INFORMATION SHOWN START

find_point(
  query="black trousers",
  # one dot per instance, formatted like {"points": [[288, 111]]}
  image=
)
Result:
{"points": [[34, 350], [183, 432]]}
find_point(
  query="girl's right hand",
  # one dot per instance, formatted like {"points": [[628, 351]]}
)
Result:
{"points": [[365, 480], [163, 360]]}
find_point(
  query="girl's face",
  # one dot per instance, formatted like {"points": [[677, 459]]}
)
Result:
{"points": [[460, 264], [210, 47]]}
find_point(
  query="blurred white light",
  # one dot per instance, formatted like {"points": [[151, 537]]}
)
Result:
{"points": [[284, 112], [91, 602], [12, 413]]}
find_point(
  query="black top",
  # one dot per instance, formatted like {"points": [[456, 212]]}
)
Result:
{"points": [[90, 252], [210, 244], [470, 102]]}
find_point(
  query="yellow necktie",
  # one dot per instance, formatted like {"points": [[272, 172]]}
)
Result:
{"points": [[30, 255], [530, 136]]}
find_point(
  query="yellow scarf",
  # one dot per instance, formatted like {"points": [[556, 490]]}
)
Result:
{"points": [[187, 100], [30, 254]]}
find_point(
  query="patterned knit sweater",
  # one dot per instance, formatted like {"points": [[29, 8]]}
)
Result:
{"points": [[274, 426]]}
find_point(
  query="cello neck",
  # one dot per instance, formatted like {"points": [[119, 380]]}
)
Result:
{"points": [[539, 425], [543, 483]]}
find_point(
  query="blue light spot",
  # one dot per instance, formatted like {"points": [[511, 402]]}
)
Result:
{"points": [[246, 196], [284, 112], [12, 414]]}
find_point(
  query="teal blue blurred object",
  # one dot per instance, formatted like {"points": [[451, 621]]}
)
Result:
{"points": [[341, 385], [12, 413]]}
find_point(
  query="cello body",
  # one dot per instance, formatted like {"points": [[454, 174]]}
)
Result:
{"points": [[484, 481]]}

INFORMATION SHOWN END

== EXERCISE ==
Find the lines above holding the word "yellow" and show them.

== ANSWER BOX ==
  query="yellow necktie",
  query="yellow scarf",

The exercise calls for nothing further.